--- GIVEN DATA ---
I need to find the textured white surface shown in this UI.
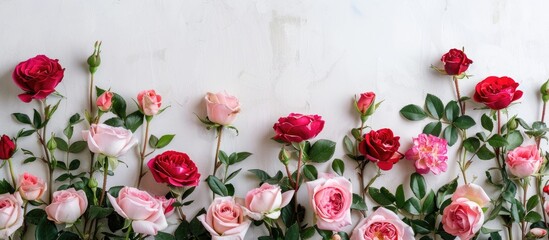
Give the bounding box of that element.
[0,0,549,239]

==

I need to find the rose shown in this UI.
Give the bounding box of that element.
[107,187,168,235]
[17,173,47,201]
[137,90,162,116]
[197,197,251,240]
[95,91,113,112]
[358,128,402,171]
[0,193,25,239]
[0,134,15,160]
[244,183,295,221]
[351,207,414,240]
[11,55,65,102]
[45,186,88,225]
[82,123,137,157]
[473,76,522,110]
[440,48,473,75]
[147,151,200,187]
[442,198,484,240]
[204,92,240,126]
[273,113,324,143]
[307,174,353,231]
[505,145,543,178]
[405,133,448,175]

--- GOAL ---
Can you scale the data starting at the line that contains "I need to find the rose shown in this UI." and ending at the line that contains "[440,48,473,75]", both included? Write out each of those lines again, requests included, with every bounding-box coordinate in the answers multiplied by 2.2 and rounded to a whole number, halves rounded up.

--- RESULT ---
I need to find the rose shown in this UI.
Give the bounding box of that element.
[235,411,370,517]
[37,381,103,442]
[301,198,356,255]
[433,433,552,528]
[209,200,249,246]
[788,282,884,376]
[0,425,55,526]
[0,295,33,352]
[537,403,649,486]
[772,455,911,528]
[24,121,143,224]
[99,409,194,495]
[180,271,301,345]
[1041,167,1148,242]
[968,106,1041,165]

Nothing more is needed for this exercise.